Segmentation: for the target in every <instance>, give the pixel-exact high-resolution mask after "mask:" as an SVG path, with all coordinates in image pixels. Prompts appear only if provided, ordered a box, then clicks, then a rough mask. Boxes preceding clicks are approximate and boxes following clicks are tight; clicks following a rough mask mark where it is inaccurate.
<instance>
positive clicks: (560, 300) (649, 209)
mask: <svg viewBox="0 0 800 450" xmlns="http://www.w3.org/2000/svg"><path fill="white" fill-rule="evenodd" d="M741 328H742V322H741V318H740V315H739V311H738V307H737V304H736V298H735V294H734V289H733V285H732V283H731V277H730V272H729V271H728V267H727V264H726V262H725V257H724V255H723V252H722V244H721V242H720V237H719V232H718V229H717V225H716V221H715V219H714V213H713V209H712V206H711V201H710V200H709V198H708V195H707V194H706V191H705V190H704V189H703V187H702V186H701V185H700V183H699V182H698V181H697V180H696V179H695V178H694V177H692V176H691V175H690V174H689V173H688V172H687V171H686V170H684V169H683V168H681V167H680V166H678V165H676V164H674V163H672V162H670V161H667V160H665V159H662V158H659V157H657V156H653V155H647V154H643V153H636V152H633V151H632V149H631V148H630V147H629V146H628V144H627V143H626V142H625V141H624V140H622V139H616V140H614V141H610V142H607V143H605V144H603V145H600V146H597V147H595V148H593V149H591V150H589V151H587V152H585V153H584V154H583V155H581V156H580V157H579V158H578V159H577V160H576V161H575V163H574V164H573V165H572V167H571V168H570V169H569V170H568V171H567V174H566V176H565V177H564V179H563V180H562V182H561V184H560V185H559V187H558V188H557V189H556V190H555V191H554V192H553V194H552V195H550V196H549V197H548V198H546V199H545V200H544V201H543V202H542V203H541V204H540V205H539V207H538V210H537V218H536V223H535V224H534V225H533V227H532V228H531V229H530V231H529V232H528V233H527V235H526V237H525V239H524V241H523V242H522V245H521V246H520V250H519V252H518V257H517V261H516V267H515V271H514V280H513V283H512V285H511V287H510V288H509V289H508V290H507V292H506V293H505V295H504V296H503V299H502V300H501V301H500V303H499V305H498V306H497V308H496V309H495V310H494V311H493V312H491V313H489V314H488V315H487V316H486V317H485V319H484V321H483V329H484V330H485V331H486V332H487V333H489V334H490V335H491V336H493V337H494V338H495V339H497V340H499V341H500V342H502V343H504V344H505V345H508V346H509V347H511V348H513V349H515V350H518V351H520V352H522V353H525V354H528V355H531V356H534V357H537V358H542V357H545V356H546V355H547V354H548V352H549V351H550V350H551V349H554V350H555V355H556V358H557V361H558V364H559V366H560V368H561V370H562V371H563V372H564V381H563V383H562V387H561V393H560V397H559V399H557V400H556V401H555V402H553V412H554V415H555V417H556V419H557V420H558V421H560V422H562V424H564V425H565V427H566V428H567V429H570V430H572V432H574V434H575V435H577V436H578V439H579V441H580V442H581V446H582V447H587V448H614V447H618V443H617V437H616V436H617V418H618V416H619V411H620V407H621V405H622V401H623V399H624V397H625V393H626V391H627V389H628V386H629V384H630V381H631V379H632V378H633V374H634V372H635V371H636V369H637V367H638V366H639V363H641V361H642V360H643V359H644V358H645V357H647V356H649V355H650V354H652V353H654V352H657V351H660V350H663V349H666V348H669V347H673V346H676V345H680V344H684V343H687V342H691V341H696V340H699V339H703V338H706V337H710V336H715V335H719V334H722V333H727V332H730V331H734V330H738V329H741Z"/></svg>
※ ※ ※
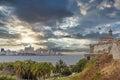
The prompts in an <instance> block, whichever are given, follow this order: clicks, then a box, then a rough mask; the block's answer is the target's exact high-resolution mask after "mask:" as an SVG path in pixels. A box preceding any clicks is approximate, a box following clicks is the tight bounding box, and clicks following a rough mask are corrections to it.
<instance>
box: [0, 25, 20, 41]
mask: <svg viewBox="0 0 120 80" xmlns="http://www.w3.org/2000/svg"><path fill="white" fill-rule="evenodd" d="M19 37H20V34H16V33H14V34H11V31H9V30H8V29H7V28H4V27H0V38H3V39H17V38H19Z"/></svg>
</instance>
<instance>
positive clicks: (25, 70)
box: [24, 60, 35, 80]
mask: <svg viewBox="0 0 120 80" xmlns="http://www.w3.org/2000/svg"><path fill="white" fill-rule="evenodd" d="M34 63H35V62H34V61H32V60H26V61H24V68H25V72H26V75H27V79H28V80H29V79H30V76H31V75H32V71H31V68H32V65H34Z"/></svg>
※ ※ ※
### What is being asked
All lines in the entries above that hold the word "tight" need to be copied.

### Solution to the problem
Segmentation: for the target in every <instance>, give the pixel-exact high-resolution mask after "mask:" as an SVG path, with all coordinates in image pixels. Prompts appear only if provided, ordered a box, then clicks, then a rough mask. Boxes preceding clicks are approximate and boxes following clicks are tight; clicks following a rough mask mark where it is inaccurate.
The prompts in an <instance> block, whichever are given, follow this order: clicks, then a box, then a rough mask; the block's answer is the target's exact high-resolution mask after "mask:" as an SVG path in pixels. A box preceding any clicks is approximate, a box following clicks is the tight bounding box, and clicks following a rough mask are corrections to it.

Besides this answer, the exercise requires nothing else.